All of the entries must be reproduced exactly, with no images carried over.
Given records START
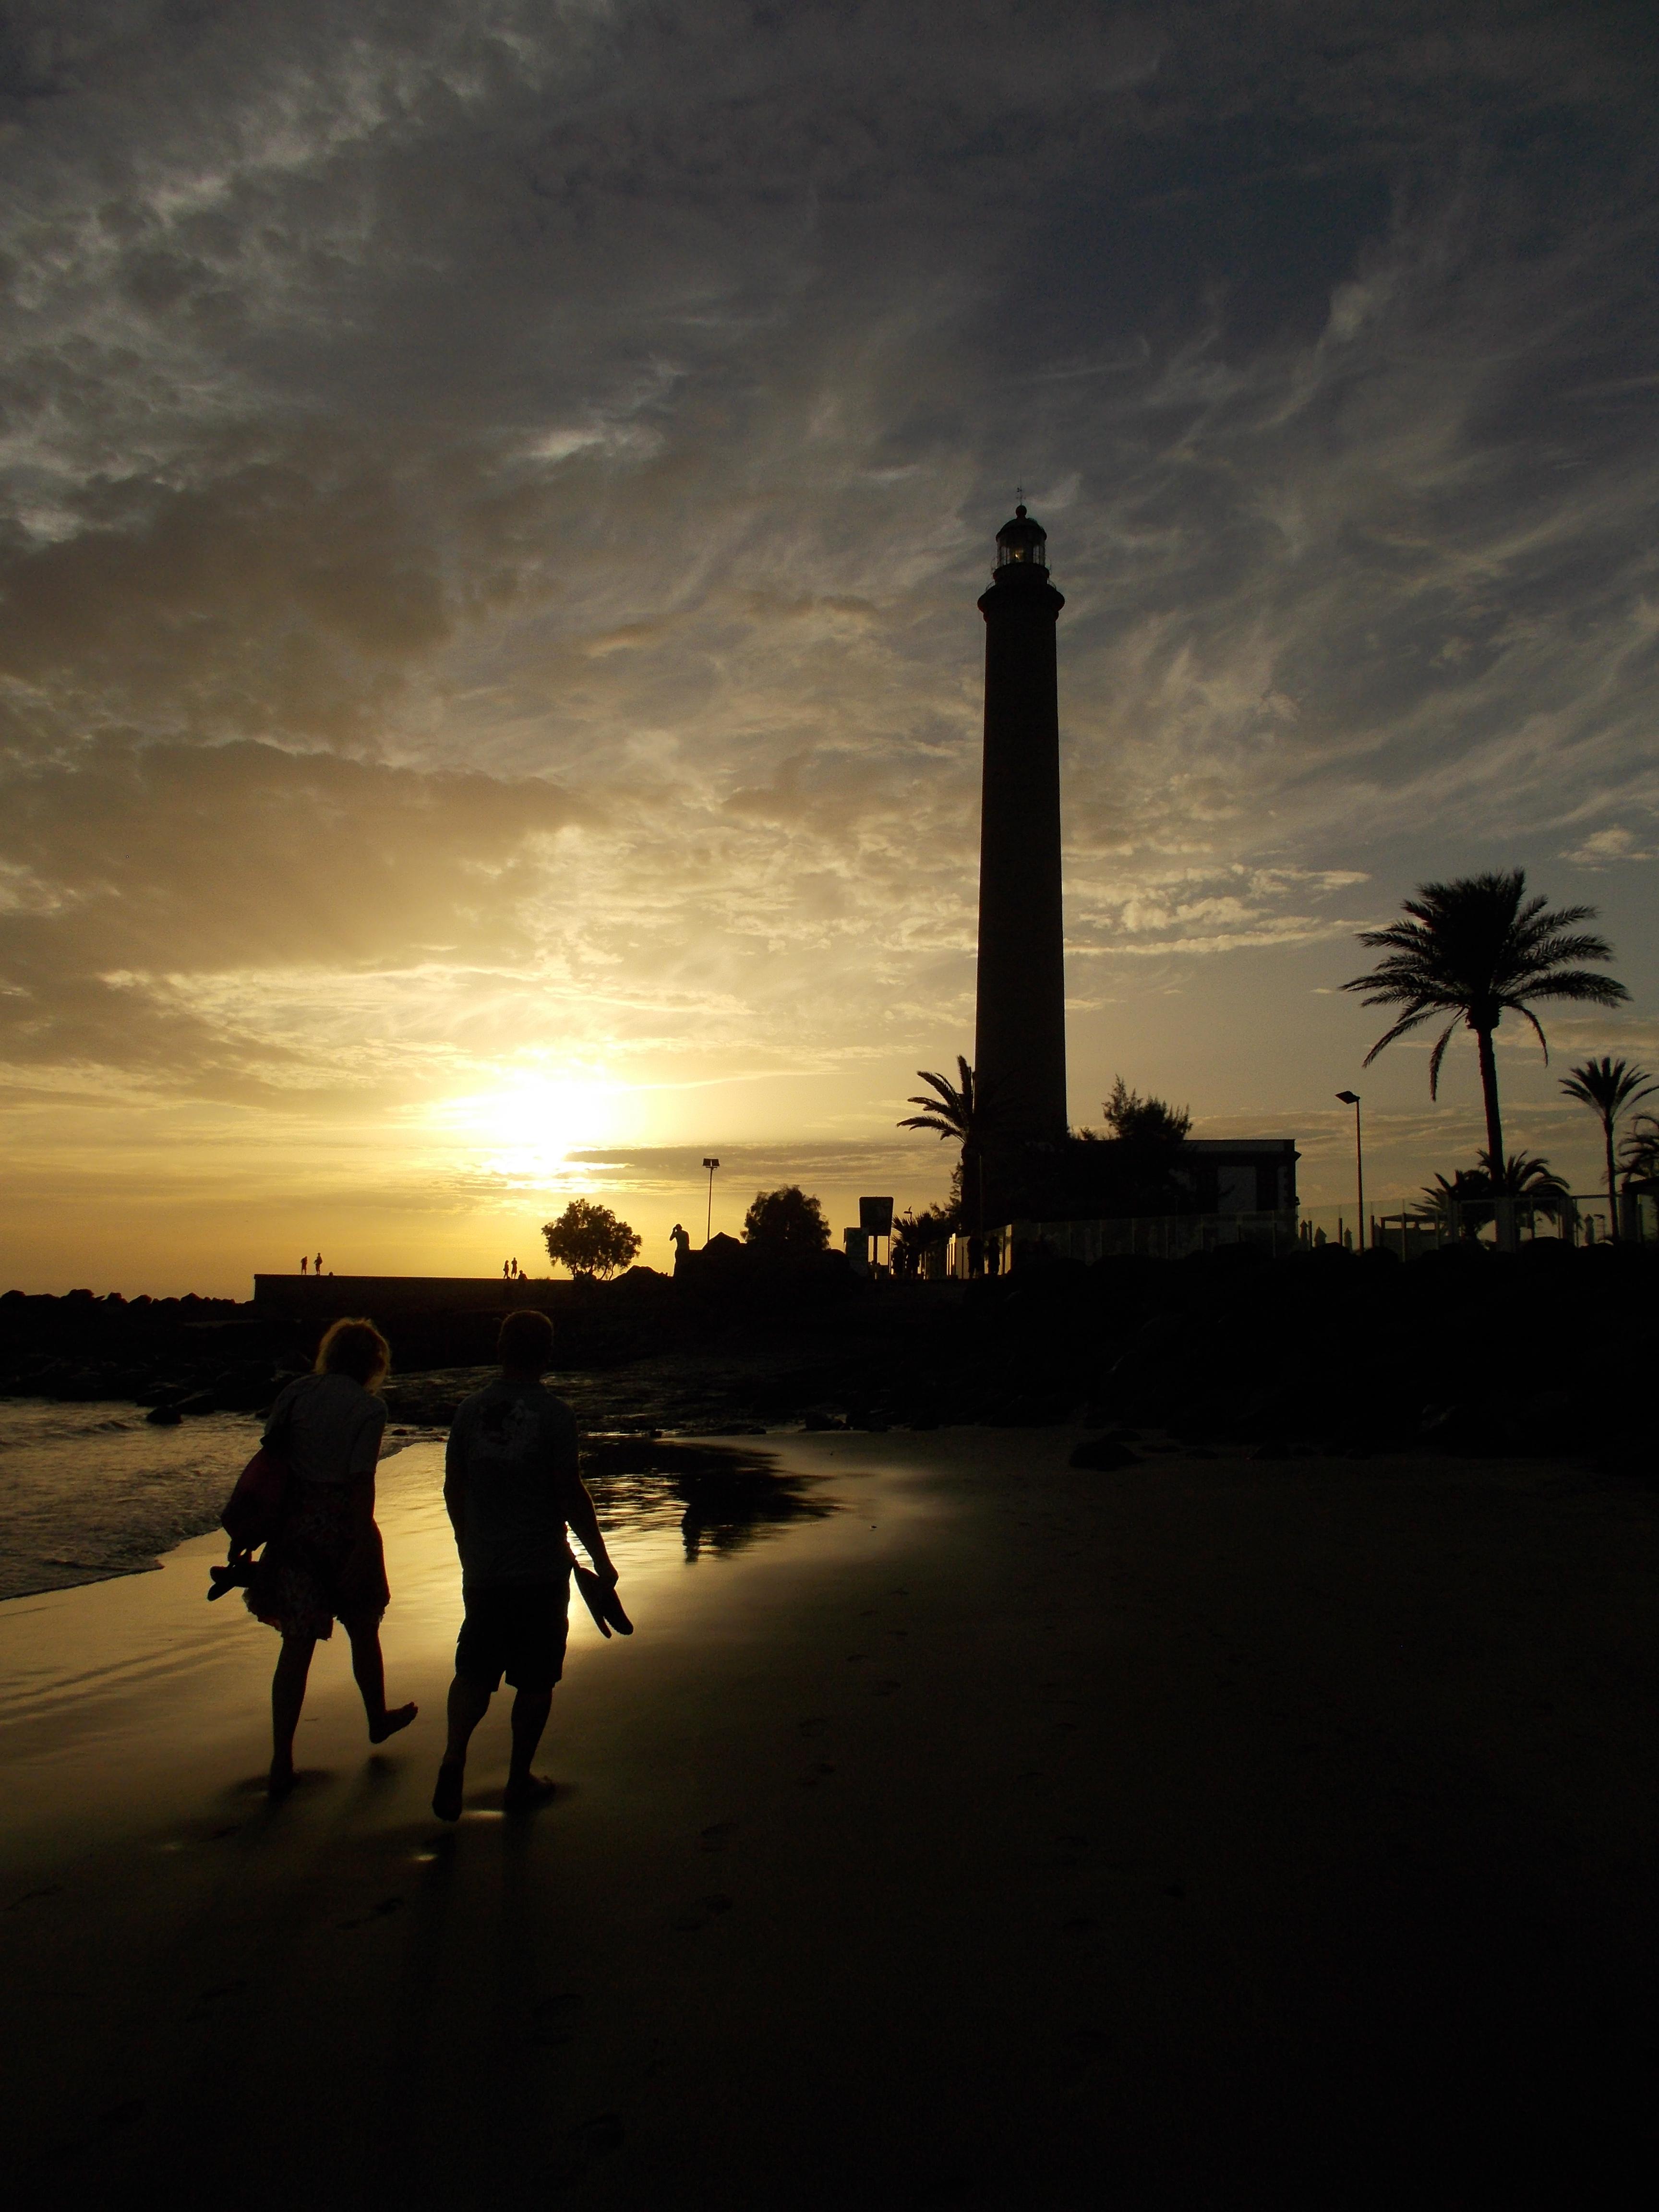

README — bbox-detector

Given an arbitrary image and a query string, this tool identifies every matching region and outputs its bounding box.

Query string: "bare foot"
[504,1774,559,1813]
[369,1702,418,1745]
[432,1759,464,1822]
Given records END
## Reply
README — bbox-detector

Given an arbitrary image and a query string, this tool identifies every matching region and outputs its bounding box.

Query string: "bare foot"
[504,1774,559,1813]
[369,1702,418,1745]
[432,1759,464,1822]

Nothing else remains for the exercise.